| Yazı |
Türkiye'nin en iyi haber sitesi
LÉONARD FAYTRE

Macron, İslamofobinin normalleşmesi ve Türkler

Fransa'da ekonomik olarak kriz yaşanırken ve her hafta binlerce vatandaş sokağa inerken Fransa Cumhurbaşkanı Emmanuel Macron, 18 Şubat'ta "İslamcı ayrılıkçılık" (séparatisme islamique) adını verdiği bir konuda basın toplantısı düzenleyerek mevcut yabancı dil eğitim sistemini eleştirdi. Müslümanların yoğun olarak yaşadığı semtlerde kendi dil, din ve kültürlerini sürdürmelerini Fransa Cumhuriyeti'nden ayrılma girişimi, yani "İslamcı ayrılıkçılık" olarak nitelendiren Macron "Toplumun bir kısmı İslam adına yeni bir siyasi proje geliştirmek istiyor" açıklamasında bulunarak mevcut yabancı dil eğitim sistemini değiştirmek istediğini belirtti. Fransa'da okullarda 80 bine yakın yabancı kökenli öğrenciye "ana dil ve kültürü eğitimi" (ELCO) nezdinde yabancı dil dersleri veriliyor. Bu program başta Cezayir, Fas, Türkiye ve Portekiz olmak üzere farklı 9 ülke tarafından finanse ve organize edilmektedir. Ancak Macron bu konuda "Cumhuriyetin okullarında devletin kontrol sağlayamadığı derslerin verilmesi beni rahatsız ediyor. Müfredat konusunda bir kontrol sağlayamıyoruz ve bu bir sorun" değerlendirmesinde bulundu. İşte Macron, bu eğitimi kaldırarak "İslamcı ayrılıkçılık" ile mücadele etmeyi planlıyor…

Ancak aklıselim kişilerin akıllarına gelen birtakım sorular bulunmaktadır: Acaba "İslamcı ayrılıkçılık" ve dil eğitimi arasında nasıl bir ilişki olabilir? Fransa'da Bask ayrılıkçı örgütü ETA ve Korsika Ulusal Kurtuluş Cephesi (FLNC) örgütünün dışında "ayrılıkçı" bir hareket mi bulunuyor? Söz konusu "İslamcılık" tam olarak ne anlama geliyor?

| Yapılacak iş |
Yazıya bakarak şu soruları yanıtlayın:
1. Macron basın toplantısını hangi tarihte yaptı?
2. Fransa'daki okullarda kaç yabancı kökenli öğrenciye ELCO kapsamında yabancı dil dersi veriliyor?
3. Fransa'daki hangi iki ayrılıkçı örgütün adı geçiyor?
Buradaki verilerin yazıyla hiçbir ilgisi yok.

| Veriler |
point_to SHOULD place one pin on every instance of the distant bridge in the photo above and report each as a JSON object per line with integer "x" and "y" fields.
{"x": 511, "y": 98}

| Yanıt |
1. 18 Şubat'ta.
2. 80 bine yakın öğrenciye.
3. Bask ayrılıkçı örgütü ETA ve Korsika Ulusal Kurtuluş Cephesi (FLNC).